Task requirements — Update the records below by swapping each instance of "Help me find" for "Locate", keeping every other character unchanged. Omit the pictures from your output.
************
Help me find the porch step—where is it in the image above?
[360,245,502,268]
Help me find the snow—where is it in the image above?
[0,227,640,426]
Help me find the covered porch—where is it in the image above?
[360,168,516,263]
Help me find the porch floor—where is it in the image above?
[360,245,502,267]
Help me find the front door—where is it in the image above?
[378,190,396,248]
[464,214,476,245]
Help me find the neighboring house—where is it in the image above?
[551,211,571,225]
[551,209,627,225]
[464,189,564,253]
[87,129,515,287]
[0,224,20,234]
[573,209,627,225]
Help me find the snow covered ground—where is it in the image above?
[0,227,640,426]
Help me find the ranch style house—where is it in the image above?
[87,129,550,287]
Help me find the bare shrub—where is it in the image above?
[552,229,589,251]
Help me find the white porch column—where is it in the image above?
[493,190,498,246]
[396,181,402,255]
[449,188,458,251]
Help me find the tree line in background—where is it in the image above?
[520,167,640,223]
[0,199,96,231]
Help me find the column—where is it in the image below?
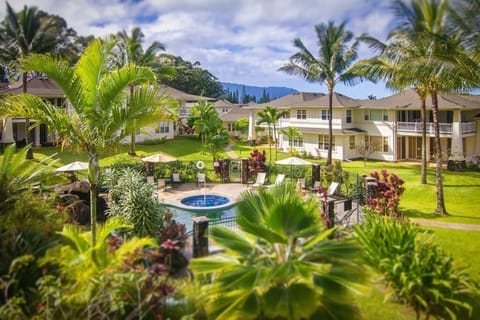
************
Answer to the problem —
Locate the porch step—where is it in the image above?
[360,245,502,268]
Locate the snow—where is it in the image above?
[0,227,640,426]
Locate the covered porch—where is it in the image above?
[360,168,516,263]
Locate the porch floor—where is it in the image above?
[360,245,502,267]
Locate the front door—where is it in the image above?
[378,190,396,248]
[464,214,476,245]
Locate the neighboring house—where is it in the image above?
[551,211,571,225]
[551,209,627,225]
[464,189,564,253]
[87,129,515,287]
[0,224,20,234]
[573,209,627,225]
Locate the snow covered ground—where is it in the image above?
[0,227,640,426]
Locate the ranch style house—where is it in the image above?
[87,129,550,287]
Locate the bare shrub—where is it in the image above?
[552,229,589,251]
Locate the white porch column—where is it in the image above?
[493,190,498,246]
[396,181,402,255]
[449,188,458,251]
Locate the tree line in background—where is it in the image above?
[520,167,640,223]
[0,199,96,231]
Locate the column—where is it in the image below?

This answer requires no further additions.